Ausgangsdokument
Album der Woche: Dexter – Yung Boomer

Album der Woche: Dexter – Yung Boomer

Qualitäts-Rap auf Rezept: Dexter liefert mit seinem neuen Album humorvolle Texte mit modernem Sound, der ohne puren Trap oder langweilig-nostalgischen Boom-Bap auskommt. Mit Yung Boomer beweist der Produzent und Rapper, wie lebendig die Hip-Hop-Kultur abseits der Spotify-Playlisten in Deutschland noch ist und wie organisch diese klingen kann.

Zum Zeitpunkt der Veröffentlichung von Yung Boomer ist Dexter 36-Jahre alt. Seit mehreren Jahren zählt der ehemalige Kinderarzt  zu einem wichtigen  Produzenten im Deutschrap. Er hat Instrumental-LPs in verschiedenen Kollaborationen veröffentlicht, mit Rappern wie Fatoni, Audio88 & Yassin, Cro, Max Herre oder Casper kleine bis große Erfolge gefeiert. Auch als  Rapper ist er während seiner Karriere zwar  immer  wieder in Erscheinung getreten, doch hat sich damit erst 2017 auf seinem höhrenwerten Album Haare nice, Socken fly qualitativ gefestigt. Leider hat dieses Werk nicht seine verdiente Beachtung erhalten. Auf seinem neuen Album Yung Boomer steigert sich Dexter aber noch einmal. Das Selbstbewusstsein als Rapper spiegelt sich unter anderem darin wieder, dass weniger Features als beim Vorgänger erscheinen, die Hooks noch melodiöser und eingängiger sind und die  gewohnt ausgefeilten Produktionen durch Autotune oder tiefgepitchten Stimmeinsätze  moderner, atmosphärischer und innovativer klingen. Der Grund für die Entwicklung mag vielleicht darin liegen, dass er sich nur noch seiner Kunst hingibt. Und das führt uns zu den zentralen Themen des Albums, die er humorvoll, mit überspitzt vielen Anglizismen und affektiv geschriebenen Texten aufarbeitet: Er rappt über seinen aufgegeben Job als Kinderarzt, wie wohl er sich in der Rolle des Rappers, Produzents und Familienvaters fühlt, dass er weder gleichklingende wöchentliche Rap-Releases noch nachtrauernde Oldschool-Vertreter*innen nachvollziehen kann und vor allem immer wieder darüber, dass er nur noch macht, was er mag. Den Zuhörer*innen wird das vor allem in seinem organischen Sound deutlich, der etwas von allen Richtungen des Raps in sich trägt. Der letzte Song sticht thematisch etwas heraus, denn Dexter erzählt sein Erleiden eines Schlaganfalls und gibt somit dem Album noch eine tiefgründigere Seite ohne pathetisch zu werden. Dexter verbindet all diese Themen durch sein Album, dessen Titel  Yung Boomer erst beim Hören wirklich Sinn ergibt: Er ist etwas älter und etwas spießig, liebt die Musik und die Kultur und die Überbrückung der Generation macht er soundtechnisch zu seinem Albumkonzept. Dies zeigt auch seine Feature-Liste. Dort finden sich neben Vertreten der neuen Generation wie Lugatti & 9ine oder LGoony, auch Rapper wie Fatoni oder Döll und für die Oldschool-Fans Lakmann.

Aufgabe 1
In welchem Jahr hat sich Dexter laut der Rezension zu Yung Boomer mit dem Album Haare nice, Socken fly als Rapper qualitativ gefestigt?
Aufgabe 2
Gib aus der Rezension zu Yung Boomer den Abschnitt von „Qualitäts-Rap auf Rezept: Dexter“ bis „diese klingen kann.“ wieder und tausche dabei „Trap“ gegen „Drill“ aus.
Aufgabe 3
Schreibe die Rezension zu Yung Boomer im Anschluss an ihren letzten Satz weiter.
Die anschließenden Zeilen spielen hierfür keine Rolle.

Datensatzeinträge
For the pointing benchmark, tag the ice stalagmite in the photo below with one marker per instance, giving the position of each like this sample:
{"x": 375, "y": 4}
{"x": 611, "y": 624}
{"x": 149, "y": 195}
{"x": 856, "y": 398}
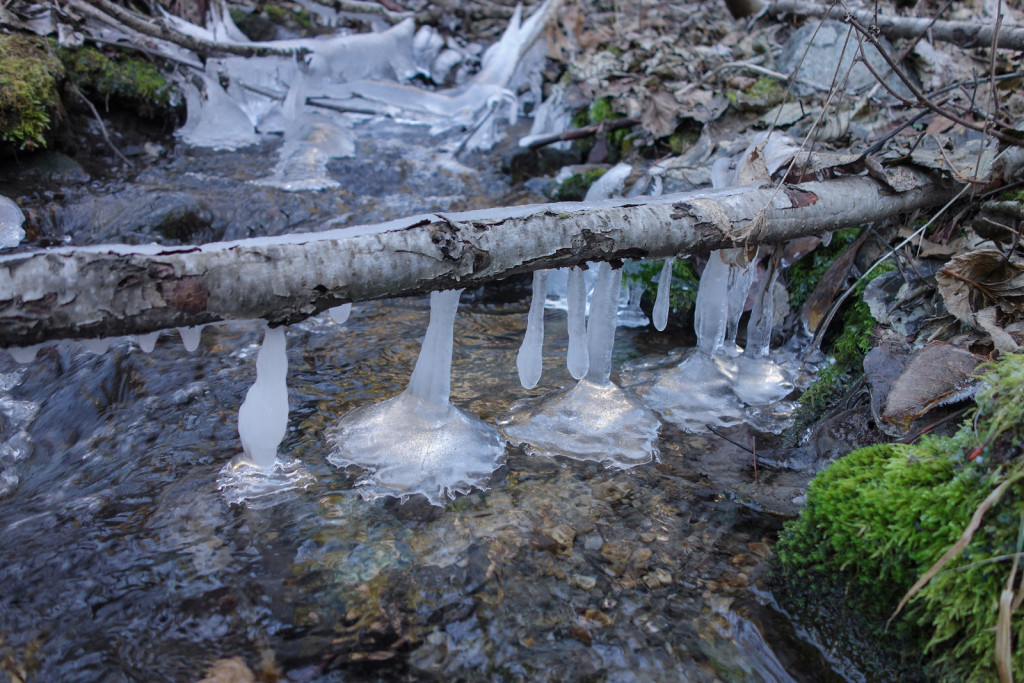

Erwartete Ausgabe 1
Im Jahr 2017.

Erwartete Ausgabe 2
Qualitäts-Rap auf Rezept: Dexter liefert mit seinem neuen Album humorvolle Texte mit modernem Sound, der ohne puren Drill oder langweilig-nostalgischen Boom-Bap auskommt. Mit Yung Boomer beweist der Produzent und Rapper, wie lebendig die Hip-Hop-Kultur abseits der Spotify-Playlisten in Deutschland noch ist und wie organisch diese klingen kann.

Erwartete Ausgabe 3
Yung Boomer ist in erster Linie ein Album, das gute Laune macht. Darüber hinaus verbessert sich Dexter in seinen Qualitäten hörbar und adressiert alle Rap-Fans, die einer guten Autotune-Hook nicht widerstehen können und keine Lust auf sexistisches und humorloses Rumgeprolle haben.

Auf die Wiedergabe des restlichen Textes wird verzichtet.